- _Texto da página_:

O presidente Jair Bolsonaro publicou na noite de domingo (16) em seu Facebook que “a maioria das pessoas é imune ao vírus” Sars-CoV-2, que causa a covid-19. Segundo a postagem, a informação faz parte de “um dos melhores estudos sobre o covid-19”.
A mensagem de Bolsonaro rebate a eficiência do isolamento social: “A política de ‘fechar tudo’ teria sido baseada em ciência falha, e as consequências danosas à sociedade serão sentidas por décadas”. Ainda incentiva a ler o “estudo de Karl Friston”, um neurocientista britânico.
O UOL ouviu a microbiologista Natalia Pasternak, presidente do Instituto Questão de Ciência, e o epidemiologista Fábio Mesquita, ex-diretor do Departamento de DST, Aids e Hepatites Virais do Ministério da Saúde, e ambos afirmam que não existe imunidade à covid-19 para a maioria das pessoas. Se já houvéssemos atingido esse patamar, a pandemia não atingiria todo o planeta, com crescentes números de casos e mortes.

- _O que fazer_: De acordo com a notícia, quem é Karl Friston? Os itens não têm relação com a notícia.

- _Os dados_:
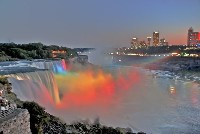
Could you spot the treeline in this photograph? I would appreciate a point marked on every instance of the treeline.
(12, 51)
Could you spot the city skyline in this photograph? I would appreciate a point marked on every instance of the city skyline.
(96, 23)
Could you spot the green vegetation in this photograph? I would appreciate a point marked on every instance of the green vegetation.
(12, 51)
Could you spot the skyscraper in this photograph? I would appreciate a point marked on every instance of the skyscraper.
(155, 38)
(149, 41)
(193, 37)
(134, 42)
(163, 42)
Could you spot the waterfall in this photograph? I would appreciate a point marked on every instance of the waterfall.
(35, 86)
(39, 84)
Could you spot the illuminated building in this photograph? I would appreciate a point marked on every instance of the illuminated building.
(193, 37)
(58, 53)
(134, 42)
(163, 42)
(142, 44)
(155, 38)
(149, 41)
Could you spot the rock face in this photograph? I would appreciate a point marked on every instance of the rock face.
(17, 122)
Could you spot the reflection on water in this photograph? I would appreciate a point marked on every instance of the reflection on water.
(153, 105)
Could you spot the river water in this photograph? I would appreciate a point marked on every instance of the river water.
(153, 104)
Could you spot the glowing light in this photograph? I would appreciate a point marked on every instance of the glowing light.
(89, 87)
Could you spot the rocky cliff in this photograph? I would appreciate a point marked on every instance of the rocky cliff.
(17, 122)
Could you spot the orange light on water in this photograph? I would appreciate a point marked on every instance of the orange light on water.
(92, 87)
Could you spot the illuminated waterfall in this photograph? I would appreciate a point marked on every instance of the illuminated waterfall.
(29, 85)
(39, 85)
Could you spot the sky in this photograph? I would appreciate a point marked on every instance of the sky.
(96, 23)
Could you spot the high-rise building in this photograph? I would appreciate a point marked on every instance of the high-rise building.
(155, 38)
(134, 42)
(193, 37)
(149, 41)
(163, 42)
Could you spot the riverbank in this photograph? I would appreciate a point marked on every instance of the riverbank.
(43, 122)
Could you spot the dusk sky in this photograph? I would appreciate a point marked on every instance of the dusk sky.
(92, 23)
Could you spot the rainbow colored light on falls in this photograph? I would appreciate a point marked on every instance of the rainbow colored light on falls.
(91, 87)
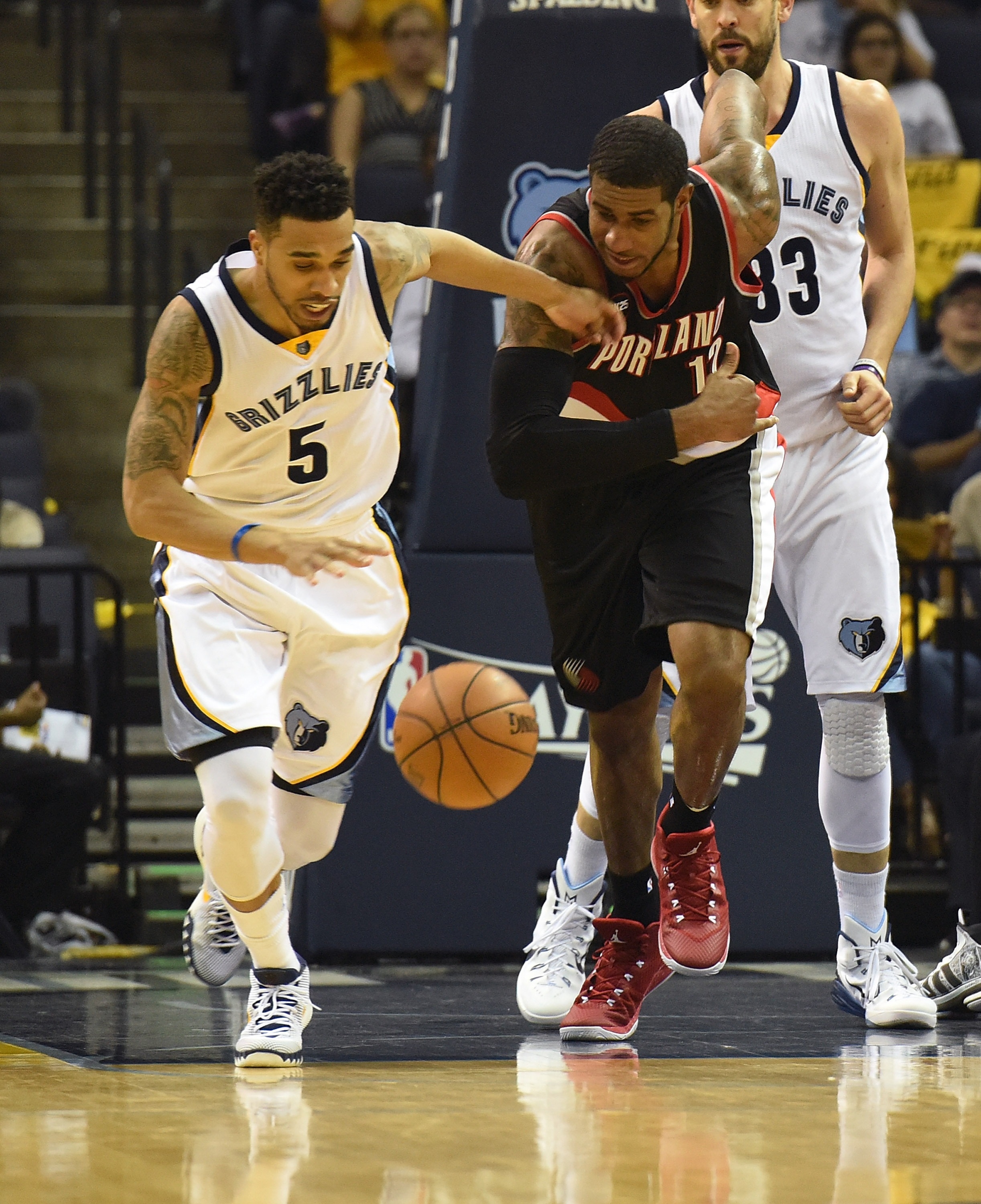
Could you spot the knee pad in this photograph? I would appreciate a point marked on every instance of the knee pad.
(856, 735)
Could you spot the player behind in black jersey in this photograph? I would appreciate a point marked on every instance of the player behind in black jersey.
(647, 469)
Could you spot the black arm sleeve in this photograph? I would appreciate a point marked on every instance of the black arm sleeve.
(532, 451)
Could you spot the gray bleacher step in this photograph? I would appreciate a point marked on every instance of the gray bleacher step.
(163, 838)
(146, 740)
(164, 794)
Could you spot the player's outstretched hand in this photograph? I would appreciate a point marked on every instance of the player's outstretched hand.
(306, 555)
(588, 316)
(867, 406)
(725, 411)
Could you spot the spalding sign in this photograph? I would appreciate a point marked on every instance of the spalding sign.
(534, 189)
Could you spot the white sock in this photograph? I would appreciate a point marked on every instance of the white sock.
(266, 932)
(862, 897)
(585, 859)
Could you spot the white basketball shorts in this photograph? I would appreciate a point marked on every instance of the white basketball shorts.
(836, 570)
(246, 647)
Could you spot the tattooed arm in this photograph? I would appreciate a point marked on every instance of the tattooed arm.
(733, 147)
(406, 253)
(158, 452)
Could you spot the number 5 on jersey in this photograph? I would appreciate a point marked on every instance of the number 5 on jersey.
(309, 458)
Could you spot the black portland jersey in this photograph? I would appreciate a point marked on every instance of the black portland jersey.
(666, 356)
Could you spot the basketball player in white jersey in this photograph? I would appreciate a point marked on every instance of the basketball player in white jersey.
(262, 442)
(827, 334)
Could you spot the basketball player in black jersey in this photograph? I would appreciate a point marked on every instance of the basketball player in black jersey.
(648, 469)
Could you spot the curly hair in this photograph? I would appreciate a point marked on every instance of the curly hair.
(641, 152)
(299, 185)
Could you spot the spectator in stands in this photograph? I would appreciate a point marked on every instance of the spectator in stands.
(873, 49)
(47, 805)
(384, 130)
(814, 33)
(957, 317)
(357, 46)
(940, 428)
(20, 527)
(287, 77)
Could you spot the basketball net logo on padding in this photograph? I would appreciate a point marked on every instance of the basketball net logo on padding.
(563, 726)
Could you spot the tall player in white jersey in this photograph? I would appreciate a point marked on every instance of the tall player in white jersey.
(262, 442)
(829, 332)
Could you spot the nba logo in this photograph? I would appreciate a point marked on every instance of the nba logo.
(412, 665)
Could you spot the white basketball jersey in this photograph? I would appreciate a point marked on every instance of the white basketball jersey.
(808, 318)
(295, 431)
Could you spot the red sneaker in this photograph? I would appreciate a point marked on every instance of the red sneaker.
(629, 967)
(695, 913)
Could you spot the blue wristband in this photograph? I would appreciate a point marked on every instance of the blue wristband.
(238, 539)
(871, 366)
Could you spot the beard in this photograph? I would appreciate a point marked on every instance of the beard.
(758, 57)
(295, 315)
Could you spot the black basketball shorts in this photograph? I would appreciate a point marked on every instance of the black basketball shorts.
(622, 563)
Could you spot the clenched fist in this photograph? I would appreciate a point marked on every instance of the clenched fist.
(725, 411)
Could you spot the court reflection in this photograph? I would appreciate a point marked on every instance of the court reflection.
(895, 1120)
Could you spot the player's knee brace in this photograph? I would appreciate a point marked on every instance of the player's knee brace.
(307, 826)
(854, 784)
(856, 735)
(587, 796)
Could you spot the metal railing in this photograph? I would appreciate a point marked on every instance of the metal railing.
(92, 39)
(151, 247)
(106, 701)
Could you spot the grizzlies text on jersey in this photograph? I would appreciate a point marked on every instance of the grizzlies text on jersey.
(295, 431)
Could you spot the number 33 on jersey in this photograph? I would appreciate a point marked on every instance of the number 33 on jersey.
(300, 433)
(808, 318)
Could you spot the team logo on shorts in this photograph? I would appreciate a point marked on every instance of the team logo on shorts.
(306, 732)
(579, 677)
(862, 637)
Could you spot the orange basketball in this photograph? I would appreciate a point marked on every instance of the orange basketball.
(465, 736)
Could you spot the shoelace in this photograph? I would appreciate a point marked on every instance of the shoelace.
(890, 971)
(612, 978)
(274, 1011)
(693, 887)
(219, 927)
(559, 938)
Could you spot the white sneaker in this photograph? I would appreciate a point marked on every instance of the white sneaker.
(277, 1014)
(213, 949)
(553, 974)
(877, 982)
(957, 978)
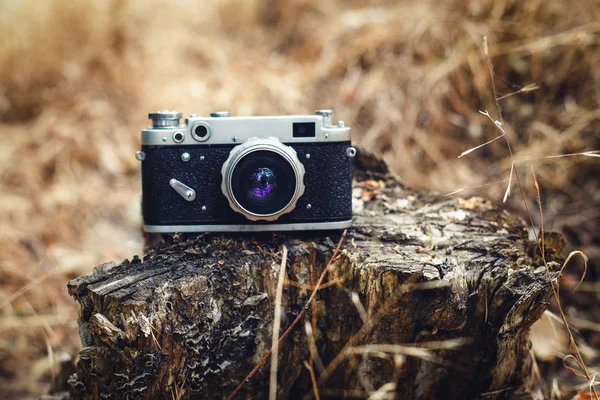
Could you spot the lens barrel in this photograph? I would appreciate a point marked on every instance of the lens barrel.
(262, 179)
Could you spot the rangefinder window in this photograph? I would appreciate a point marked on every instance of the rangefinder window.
(304, 129)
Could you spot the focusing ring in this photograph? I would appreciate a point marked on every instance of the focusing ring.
(257, 144)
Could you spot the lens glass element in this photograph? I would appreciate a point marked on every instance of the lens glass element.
(263, 182)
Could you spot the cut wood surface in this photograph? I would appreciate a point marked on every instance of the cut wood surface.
(430, 297)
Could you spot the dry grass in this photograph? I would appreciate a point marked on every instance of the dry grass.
(78, 78)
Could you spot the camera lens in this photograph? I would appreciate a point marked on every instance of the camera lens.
(178, 137)
(263, 182)
(201, 131)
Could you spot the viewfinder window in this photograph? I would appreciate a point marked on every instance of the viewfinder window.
(304, 129)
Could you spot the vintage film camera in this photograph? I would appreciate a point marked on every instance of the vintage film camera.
(223, 173)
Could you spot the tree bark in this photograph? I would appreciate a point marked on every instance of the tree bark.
(431, 297)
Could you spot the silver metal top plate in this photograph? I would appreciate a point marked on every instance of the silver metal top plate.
(235, 130)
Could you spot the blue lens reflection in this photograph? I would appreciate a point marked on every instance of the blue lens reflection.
(263, 182)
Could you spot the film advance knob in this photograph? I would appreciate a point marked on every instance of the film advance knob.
(165, 119)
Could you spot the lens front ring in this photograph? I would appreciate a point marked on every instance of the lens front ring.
(261, 146)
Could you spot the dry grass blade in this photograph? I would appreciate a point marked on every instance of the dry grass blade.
(277, 325)
(585, 261)
(313, 380)
(529, 88)
(296, 321)
(555, 290)
(497, 123)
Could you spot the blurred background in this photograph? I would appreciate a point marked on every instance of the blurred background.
(78, 78)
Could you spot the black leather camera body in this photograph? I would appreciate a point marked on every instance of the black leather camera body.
(223, 173)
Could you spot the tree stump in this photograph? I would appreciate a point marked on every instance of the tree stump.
(431, 297)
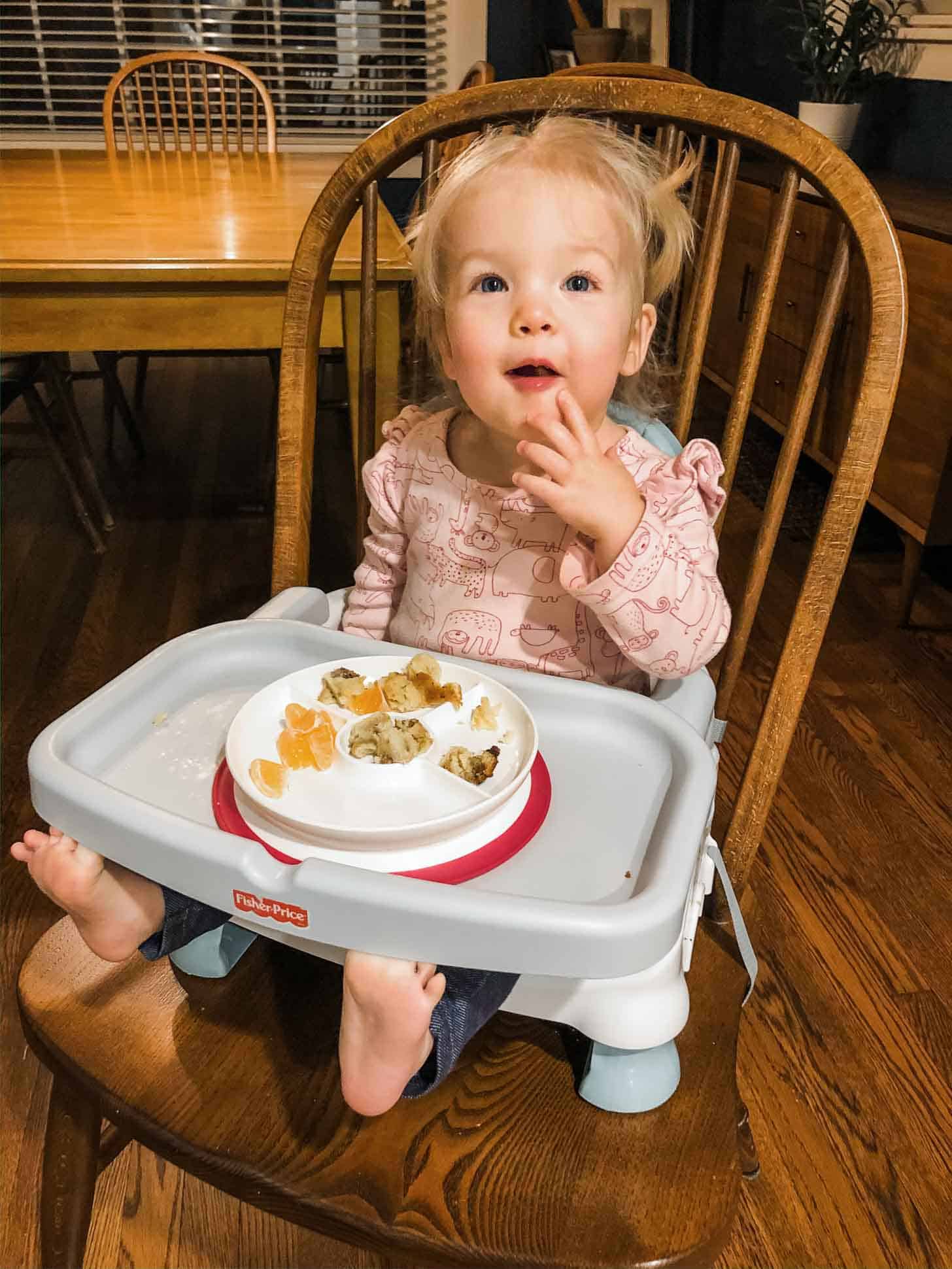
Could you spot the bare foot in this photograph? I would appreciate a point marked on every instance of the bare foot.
(385, 1027)
(113, 909)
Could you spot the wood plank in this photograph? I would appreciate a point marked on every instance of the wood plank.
(844, 1046)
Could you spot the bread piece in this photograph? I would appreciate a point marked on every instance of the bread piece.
(400, 693)
(426, 664)
(485, 716)
(389, 740)
(473, 768)
(341, 686)
(418, 688)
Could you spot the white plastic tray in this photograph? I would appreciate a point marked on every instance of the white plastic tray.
(600, 892)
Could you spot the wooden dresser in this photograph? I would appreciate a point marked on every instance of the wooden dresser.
(913, 482)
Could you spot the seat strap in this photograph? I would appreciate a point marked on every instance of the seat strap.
(740, 932)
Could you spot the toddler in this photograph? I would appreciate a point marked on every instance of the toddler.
(519, 526)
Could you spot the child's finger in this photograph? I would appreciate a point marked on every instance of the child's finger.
(555, 433)
(540, 486)
(574, 419)
(546, 458)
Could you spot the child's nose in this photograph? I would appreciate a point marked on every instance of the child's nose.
(532, 320)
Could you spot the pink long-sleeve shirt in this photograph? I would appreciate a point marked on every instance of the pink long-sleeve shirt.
(474, 570)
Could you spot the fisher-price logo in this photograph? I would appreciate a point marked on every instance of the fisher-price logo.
(287, 914)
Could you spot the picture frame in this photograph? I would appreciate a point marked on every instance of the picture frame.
(560, 59)
(647, 24)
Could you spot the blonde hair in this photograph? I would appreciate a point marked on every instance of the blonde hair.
(625, 171)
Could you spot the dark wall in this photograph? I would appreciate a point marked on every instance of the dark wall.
(741, 46)
(736, 46)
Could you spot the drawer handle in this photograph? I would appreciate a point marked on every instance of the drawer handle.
(744, 284)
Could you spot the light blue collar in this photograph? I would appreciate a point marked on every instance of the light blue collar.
(651, 430)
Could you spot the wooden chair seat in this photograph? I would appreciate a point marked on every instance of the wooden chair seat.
(503, 1164)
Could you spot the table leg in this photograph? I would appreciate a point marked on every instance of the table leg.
(911, 569)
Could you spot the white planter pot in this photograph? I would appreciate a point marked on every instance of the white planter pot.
(837, 122)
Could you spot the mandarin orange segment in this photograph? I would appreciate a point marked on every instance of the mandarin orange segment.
(320, 741)
(324, 717)
(294, 751)
(271, 778)
(369, 701)
(300, 717)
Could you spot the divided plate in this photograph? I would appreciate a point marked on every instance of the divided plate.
(361, 805)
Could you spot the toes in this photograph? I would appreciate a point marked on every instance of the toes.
(435, 988)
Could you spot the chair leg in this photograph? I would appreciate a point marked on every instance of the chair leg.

- _Solução_: Um neurocientista britânico.